━━━ Text for analysis

Nigeria’s health system teeters on the brink of collapse as doctors once again resort to their favourite pastime of embarking on indefinite strike to settle labour issues. Once again, it is that season when doctors forget the meaning of the Hippocratic oath and abandon ailing patients to their fate; it is also that time when people pray fervently that they or their loved ones should be spared the agony of taking ill, especially for the poor and the downtrodden.
It is deeply troubling that the country has to go through this all over again in a health care delivery system that has failed over the years to live up to its billing. As far back as 1983, the late Sani Abacha, in a coup address to the nation, described the country’s tertiary hospitals as “mere consulting clinics”. Close to 35 years after, the situation has not changed. If anything, it has even gone worse.
Poorly funded and shorn of adequate equipment and personnel, government hospitals that used to be the bedrock of a robust health care system are now referral centres, where patients are sent abroad for ailments that should ordinarily be handled in Nigeria. In 2012, the Nigerian Medical Association claimed that $500 million was spent annually on medical treatment abroad by Nigerians. The most preferred destination has been India, a Third World country like Nigeria that has developed its medical facilities to the level where they are among the most sought after in the world.
Worse still, top government functionaries who have a responsibility to raise the standard of healthcare delivery in the country have no faith in Nigerian hospitals. The President, Muhammadu Buhari, just returned from a 104-day medical sojourn abroad, to treat an undisclosed ailment. A former Vice President, Atiku Abubakar, while in office, once flew abroad for treatment when he had a knee dislocation. So also was the case of a serving senator and former governor, who made a show of building a world-class hospital in his state, only to run abroad immediately he had a minor auto accident in Abuja.
Issues currently canvassed in the current strike by resident doctors are not unfamiliar; they have to do with the welfare and other emoluments of doctors, which had been agreed upon by the Federal Government way back in 2009. It is therefore sad that the government, quite in character, has failed to honour its part of the agreement. This shows a cavalierly government, with little or no consideration for the health of ordinary Nigerians, who are the worst hit by the current resident doctors strike.
In fact, both parties have displayed a lack of good faith in the handling of the current strike, which ought not to have degenerated to this level. Reports have it that the leadership of the National Association of Resident Doctors had an agreement with the Federal Ministry of Health to stay action on the strike as efforts were being made to meet their six-point demand. It was therefore wrong for the doctors to renege on the agreement without waiting to see whether the government would fulfil its promise or not.
It can be presumed that the doctors’ action was predicted on previous experience of the government not respecting the terms of its agreement; but, given the sensitive nature of the duties performed by doctors, the recourse to strike at the slightest provocation can never be tenable. For example, the current strike is just one in a series that had taken place in the past. But have they been able to bring sanity to the Nigerian health sector? The answer is an emphatic no. So why can the doctors not explore other means of conflict resolution?

━━━━━━

**Task statement**:
Answer from the editorial on Nigeria's doctors' strike:
(a) In what year did Sani Abacha call the country's tertiary hospitals "mere consulting clinics"?
(b) What annual sum did the Nigerian Medical Association claim in 2012 that Nigerians spent on medical treatment abroad?
(c) How many days did President Muhammadu Buhari spend abroad for medical treatment?
The records that follow were drawn from a different source than the text.

━━━ Dataset entries

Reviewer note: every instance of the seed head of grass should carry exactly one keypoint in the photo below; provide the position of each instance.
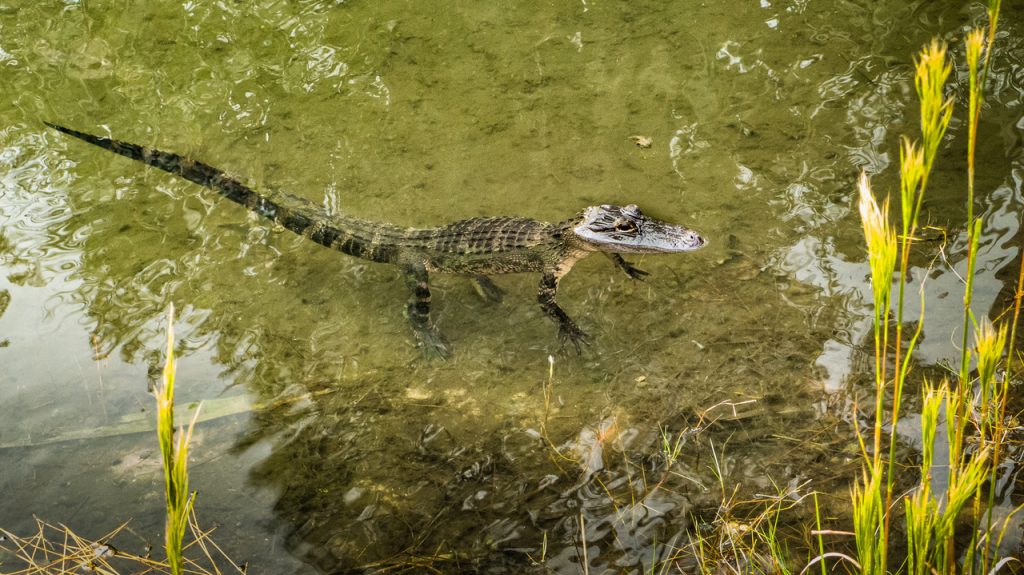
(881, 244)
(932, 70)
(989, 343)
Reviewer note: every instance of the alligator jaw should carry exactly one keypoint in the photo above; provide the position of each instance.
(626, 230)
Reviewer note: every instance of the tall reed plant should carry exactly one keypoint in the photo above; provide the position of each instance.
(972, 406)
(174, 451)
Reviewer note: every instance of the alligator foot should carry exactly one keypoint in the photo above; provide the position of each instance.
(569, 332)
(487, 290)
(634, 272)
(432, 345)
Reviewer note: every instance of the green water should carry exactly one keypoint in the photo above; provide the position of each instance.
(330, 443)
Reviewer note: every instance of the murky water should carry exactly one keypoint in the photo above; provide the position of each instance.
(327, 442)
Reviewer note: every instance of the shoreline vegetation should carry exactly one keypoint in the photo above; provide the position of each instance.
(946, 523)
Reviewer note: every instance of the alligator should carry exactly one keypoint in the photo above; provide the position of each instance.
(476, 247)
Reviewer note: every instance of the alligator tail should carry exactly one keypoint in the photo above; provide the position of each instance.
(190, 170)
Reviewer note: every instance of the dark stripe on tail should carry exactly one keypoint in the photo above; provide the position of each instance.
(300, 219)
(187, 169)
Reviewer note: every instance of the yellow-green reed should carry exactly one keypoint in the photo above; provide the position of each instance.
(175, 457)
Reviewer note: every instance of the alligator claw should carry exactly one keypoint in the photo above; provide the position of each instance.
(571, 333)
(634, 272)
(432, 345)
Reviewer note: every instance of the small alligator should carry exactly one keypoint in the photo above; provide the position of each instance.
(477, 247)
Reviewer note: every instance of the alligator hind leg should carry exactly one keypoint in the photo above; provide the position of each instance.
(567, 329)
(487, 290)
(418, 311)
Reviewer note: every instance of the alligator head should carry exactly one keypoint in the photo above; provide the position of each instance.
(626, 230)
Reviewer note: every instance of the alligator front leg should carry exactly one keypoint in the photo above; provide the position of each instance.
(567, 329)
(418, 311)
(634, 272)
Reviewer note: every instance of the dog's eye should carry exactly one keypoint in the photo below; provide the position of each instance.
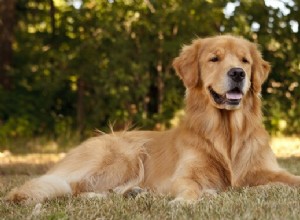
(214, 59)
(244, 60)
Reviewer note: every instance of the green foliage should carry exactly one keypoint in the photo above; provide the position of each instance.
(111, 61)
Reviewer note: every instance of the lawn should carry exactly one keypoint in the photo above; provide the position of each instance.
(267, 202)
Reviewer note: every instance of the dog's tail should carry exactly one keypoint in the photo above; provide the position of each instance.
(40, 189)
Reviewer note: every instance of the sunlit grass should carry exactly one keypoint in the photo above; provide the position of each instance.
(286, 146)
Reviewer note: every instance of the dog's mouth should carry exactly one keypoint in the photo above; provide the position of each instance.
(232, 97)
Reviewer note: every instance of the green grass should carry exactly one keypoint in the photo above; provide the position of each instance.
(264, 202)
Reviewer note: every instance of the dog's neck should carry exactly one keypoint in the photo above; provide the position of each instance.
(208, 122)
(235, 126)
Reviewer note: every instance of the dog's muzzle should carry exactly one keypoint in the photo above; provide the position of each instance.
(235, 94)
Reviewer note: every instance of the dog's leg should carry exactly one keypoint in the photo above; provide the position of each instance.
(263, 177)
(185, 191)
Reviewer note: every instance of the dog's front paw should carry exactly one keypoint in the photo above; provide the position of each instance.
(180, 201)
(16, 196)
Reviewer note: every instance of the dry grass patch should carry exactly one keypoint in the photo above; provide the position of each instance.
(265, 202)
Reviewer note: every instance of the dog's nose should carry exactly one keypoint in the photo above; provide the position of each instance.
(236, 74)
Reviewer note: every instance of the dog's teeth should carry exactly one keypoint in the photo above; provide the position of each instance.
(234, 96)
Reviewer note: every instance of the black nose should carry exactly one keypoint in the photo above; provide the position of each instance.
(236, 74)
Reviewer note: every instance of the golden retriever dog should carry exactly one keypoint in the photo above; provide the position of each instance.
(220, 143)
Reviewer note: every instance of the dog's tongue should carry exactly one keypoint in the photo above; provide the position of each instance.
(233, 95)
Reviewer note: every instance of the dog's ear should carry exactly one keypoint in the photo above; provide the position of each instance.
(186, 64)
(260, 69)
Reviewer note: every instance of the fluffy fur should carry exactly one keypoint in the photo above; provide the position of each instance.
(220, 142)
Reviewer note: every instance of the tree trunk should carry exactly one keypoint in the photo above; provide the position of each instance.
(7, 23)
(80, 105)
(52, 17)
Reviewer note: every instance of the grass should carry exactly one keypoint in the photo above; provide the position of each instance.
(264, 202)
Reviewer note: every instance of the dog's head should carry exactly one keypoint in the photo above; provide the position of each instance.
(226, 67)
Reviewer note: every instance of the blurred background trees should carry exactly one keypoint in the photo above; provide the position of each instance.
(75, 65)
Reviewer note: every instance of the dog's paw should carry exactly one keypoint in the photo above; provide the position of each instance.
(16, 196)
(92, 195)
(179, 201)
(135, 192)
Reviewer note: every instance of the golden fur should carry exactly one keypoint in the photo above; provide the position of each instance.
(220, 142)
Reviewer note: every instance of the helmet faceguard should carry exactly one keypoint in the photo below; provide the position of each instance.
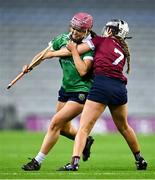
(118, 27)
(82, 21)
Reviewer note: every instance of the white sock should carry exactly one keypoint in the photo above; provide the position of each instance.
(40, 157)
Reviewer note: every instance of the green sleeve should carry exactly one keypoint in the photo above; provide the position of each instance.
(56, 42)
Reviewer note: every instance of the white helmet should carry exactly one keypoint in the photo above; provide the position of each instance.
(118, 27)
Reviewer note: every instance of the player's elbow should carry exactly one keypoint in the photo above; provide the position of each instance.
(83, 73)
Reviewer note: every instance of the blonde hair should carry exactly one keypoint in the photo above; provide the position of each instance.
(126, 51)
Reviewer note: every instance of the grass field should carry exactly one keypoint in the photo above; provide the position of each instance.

━━━━━━

**Solution to this problem**:
(a) 1983
(b) $500 million
(c) 104 days